-------- Page extract

WHEN I WROTE the preface to my translation of the Republic, I did not have to argue the importance of the book; I had to justify only the need for a new translation when there were so many famous existing versions. With Emile the situation is the reverse: there is general agreement that the only available translation is inadequate in all important respects, while the book itself is not held to be of great significance and has little appeal to contemporary taste. However, this is not the place to make a case for Emile. I can only hope that this translation will contribute to a reconsideration of this most fundamental and necessary book.

----------------

» **Set exercise A**
From the preface excerpt, extract the passage starting with "WHEN I WROTE" and going on through "and necessary book.".
» **Set exercise B**
According to the preface excerpt, what is generally agreed about the only available translation of Emile?
» **Set exercise C**
List every point the preface excerpt makes about the current standing of Emile and its translation.

-------- Data lines

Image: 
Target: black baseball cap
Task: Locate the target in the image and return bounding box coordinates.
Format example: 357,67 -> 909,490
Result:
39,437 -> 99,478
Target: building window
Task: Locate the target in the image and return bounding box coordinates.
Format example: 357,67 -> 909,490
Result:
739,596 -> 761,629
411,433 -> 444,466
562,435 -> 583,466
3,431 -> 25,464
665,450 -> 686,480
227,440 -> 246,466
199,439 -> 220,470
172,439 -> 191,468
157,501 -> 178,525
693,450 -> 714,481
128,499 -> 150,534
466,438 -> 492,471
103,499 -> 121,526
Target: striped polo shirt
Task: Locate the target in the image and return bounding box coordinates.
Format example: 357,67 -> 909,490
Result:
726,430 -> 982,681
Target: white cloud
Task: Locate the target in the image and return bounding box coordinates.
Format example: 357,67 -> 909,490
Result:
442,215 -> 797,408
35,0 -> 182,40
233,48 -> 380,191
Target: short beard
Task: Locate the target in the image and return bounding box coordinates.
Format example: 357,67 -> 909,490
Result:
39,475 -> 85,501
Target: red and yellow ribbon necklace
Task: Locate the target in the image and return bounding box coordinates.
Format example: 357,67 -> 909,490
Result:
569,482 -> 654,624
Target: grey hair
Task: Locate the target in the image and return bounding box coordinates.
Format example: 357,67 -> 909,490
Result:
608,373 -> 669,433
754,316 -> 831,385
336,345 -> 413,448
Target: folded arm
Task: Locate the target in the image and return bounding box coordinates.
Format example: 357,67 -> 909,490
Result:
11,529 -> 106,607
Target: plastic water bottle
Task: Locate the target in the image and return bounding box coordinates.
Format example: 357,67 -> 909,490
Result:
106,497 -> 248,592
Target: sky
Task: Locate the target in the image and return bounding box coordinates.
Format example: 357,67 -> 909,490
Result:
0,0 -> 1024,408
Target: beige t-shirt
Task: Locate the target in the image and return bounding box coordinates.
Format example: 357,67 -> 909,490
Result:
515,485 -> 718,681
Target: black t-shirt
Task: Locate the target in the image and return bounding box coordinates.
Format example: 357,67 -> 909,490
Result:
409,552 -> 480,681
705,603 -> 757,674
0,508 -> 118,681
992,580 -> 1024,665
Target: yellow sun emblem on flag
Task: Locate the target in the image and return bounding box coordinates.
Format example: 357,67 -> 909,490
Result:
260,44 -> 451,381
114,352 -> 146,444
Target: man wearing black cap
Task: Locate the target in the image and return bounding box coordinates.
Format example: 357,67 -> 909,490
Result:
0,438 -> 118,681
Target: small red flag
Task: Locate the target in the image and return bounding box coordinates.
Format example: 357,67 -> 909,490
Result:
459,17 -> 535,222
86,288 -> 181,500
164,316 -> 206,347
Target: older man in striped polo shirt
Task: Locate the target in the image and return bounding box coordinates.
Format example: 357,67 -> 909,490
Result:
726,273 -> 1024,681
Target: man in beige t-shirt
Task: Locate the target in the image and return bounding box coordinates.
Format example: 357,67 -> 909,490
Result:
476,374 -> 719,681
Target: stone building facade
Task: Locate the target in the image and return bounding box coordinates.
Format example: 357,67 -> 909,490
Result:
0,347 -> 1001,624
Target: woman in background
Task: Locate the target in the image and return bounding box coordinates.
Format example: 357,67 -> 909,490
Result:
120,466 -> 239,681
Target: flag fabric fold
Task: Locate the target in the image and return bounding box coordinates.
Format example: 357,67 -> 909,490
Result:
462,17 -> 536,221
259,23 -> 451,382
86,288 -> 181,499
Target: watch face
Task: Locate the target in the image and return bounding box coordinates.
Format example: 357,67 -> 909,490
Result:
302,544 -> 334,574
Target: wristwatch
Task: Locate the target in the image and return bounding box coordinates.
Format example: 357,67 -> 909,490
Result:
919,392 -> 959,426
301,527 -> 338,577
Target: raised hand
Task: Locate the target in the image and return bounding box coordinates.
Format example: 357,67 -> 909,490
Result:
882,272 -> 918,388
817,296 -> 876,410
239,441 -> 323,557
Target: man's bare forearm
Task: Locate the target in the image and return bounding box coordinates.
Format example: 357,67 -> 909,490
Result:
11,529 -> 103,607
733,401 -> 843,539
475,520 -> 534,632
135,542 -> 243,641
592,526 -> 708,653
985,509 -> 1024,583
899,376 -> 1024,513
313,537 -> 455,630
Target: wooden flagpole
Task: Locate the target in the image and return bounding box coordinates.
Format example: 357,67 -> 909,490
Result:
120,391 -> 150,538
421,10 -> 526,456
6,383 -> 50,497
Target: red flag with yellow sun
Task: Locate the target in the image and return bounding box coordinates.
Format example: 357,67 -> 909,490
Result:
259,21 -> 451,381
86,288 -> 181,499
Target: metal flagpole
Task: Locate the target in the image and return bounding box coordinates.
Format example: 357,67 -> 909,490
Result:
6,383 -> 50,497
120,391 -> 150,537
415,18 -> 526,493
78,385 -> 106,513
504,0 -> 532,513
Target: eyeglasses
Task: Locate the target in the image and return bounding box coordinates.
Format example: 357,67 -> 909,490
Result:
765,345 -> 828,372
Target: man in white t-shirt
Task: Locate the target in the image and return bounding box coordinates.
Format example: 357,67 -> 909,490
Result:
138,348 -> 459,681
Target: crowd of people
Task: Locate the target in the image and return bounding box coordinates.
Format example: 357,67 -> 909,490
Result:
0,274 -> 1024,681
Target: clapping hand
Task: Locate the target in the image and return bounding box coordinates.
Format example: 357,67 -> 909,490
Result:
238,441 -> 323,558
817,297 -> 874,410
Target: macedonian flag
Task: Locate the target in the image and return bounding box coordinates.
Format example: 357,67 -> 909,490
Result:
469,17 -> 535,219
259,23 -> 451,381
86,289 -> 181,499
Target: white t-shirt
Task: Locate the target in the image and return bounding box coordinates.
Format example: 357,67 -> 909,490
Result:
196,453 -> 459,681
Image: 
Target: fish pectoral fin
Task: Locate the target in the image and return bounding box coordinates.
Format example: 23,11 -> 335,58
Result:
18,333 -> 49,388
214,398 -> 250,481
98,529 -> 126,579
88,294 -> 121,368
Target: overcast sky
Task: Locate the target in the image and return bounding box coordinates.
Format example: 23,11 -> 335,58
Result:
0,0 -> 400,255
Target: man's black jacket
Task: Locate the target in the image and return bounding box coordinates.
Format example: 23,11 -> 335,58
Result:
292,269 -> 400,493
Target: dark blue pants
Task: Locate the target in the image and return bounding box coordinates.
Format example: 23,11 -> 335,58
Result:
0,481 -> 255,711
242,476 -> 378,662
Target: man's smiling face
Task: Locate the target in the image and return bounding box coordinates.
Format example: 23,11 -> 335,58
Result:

----------------

» **Answer A**
WHEN I WROTE the preface to my translation of the Republic, I did not have to argue the importance of the book; I had to justify only the need for a new translation when there were so many famous existing versions. With Emile the situation is the reverse: there is general agreement that the only available translation is inadequate in all important respects, while the book itself is not held to be of great significance and has little appeal to contemporary taste. However, this is not the place to make a case for Emile. I can only hope that this translation will contribute to a reconsideration of this most fundamental and necessary book.

» **Answer B**
It is inadequate in all important respects.

» **Answer C**
- The only available translation is inadequate in all important respects.
- The book itself is not held to be of great significance.
- The book has little appeal to contemporary taste.